**EXERCISE DETAILS**
List every line of the material below that contains the word "window".

**DATA LINES**
** Start **

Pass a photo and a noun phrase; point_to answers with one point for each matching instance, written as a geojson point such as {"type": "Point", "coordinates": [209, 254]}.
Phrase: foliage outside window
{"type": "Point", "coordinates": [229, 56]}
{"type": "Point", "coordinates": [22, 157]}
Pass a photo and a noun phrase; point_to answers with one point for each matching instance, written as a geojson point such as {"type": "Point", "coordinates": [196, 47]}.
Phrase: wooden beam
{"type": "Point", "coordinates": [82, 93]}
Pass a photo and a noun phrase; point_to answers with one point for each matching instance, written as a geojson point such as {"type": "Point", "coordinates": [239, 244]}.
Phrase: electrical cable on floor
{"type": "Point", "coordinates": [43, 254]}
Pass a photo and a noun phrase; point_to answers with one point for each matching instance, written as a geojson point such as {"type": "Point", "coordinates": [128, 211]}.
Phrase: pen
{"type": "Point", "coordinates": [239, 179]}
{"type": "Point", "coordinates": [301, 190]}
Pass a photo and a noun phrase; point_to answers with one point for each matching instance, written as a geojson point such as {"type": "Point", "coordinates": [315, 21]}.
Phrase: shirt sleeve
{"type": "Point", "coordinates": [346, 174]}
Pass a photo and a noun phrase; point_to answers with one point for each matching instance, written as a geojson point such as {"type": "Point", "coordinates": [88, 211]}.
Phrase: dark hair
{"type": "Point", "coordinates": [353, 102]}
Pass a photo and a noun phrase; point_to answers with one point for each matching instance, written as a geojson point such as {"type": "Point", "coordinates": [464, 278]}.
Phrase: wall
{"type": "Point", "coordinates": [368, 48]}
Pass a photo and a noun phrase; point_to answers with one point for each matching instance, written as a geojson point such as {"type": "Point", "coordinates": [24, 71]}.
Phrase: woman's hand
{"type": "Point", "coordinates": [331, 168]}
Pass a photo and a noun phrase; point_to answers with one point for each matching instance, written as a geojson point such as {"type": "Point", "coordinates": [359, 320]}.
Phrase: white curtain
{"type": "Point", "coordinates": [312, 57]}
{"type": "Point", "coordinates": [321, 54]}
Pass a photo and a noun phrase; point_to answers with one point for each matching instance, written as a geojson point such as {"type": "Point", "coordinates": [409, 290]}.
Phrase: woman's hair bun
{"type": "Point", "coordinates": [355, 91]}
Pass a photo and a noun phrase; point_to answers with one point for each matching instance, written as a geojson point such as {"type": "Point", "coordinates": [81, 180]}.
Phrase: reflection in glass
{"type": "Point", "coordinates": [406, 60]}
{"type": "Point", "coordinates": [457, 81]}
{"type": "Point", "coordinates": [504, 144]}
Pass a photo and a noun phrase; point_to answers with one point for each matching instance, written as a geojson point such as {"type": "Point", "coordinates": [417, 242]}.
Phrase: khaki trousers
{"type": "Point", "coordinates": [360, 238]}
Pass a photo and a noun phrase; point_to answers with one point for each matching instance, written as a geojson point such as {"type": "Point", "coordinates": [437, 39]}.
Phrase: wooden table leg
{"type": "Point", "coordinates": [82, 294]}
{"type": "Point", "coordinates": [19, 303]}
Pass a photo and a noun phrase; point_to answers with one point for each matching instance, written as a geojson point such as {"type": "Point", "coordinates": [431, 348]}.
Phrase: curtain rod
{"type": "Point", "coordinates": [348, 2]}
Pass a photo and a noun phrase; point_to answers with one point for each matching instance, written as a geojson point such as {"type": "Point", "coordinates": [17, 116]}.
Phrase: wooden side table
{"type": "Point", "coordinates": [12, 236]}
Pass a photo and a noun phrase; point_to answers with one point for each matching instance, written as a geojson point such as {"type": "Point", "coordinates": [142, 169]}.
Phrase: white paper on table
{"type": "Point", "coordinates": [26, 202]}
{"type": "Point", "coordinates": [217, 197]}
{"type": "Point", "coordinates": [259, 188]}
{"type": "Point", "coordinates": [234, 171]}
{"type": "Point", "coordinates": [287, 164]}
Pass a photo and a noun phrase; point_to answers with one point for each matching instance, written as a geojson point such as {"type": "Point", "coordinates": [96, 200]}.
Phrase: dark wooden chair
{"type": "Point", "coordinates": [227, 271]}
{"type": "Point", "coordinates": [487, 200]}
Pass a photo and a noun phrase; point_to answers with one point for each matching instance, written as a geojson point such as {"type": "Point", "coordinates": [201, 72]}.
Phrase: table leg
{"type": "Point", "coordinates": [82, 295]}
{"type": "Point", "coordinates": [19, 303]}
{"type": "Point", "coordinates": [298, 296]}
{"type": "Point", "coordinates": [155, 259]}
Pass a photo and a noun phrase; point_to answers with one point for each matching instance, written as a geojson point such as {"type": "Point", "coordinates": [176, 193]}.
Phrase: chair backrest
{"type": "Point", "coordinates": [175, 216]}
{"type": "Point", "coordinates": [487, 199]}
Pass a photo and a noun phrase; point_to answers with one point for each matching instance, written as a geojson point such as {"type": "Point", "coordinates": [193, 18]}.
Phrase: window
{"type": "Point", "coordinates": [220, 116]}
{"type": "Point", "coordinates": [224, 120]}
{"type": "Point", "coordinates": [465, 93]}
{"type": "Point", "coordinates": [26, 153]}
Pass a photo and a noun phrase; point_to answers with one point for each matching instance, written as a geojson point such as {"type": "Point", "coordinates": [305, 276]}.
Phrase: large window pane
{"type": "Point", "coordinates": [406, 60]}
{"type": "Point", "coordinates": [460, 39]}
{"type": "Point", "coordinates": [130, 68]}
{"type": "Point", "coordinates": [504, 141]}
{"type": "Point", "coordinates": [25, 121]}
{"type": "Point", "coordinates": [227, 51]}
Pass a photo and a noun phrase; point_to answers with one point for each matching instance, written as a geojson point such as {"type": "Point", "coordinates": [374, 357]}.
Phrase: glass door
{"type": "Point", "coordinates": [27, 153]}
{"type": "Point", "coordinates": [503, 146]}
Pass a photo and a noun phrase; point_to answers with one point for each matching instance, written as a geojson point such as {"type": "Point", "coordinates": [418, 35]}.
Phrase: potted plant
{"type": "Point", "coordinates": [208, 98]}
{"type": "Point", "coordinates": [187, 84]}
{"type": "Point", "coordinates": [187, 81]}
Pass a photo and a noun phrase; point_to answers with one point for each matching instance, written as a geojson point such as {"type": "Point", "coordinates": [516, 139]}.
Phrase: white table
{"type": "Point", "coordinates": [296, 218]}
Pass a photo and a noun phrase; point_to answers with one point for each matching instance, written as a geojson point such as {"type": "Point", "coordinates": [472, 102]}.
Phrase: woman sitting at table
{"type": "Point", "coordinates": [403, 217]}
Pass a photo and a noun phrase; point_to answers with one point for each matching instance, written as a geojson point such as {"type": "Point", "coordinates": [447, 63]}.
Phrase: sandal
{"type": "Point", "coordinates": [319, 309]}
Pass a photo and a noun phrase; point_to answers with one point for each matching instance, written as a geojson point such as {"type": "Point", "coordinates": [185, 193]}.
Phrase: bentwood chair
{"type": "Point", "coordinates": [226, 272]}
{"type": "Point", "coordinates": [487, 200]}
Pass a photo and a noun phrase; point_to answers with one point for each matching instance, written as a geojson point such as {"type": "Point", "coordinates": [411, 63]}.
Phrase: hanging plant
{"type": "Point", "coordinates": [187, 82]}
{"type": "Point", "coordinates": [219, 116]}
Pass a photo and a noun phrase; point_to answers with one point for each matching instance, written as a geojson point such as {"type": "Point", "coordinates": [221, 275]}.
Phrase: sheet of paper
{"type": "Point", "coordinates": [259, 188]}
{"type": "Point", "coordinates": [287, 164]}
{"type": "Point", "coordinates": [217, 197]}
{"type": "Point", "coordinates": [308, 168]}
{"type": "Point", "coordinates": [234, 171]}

** End **

**FULL SOLUTION**
Phrase: foliage outside window
Phrase: window
Phrase: large window pane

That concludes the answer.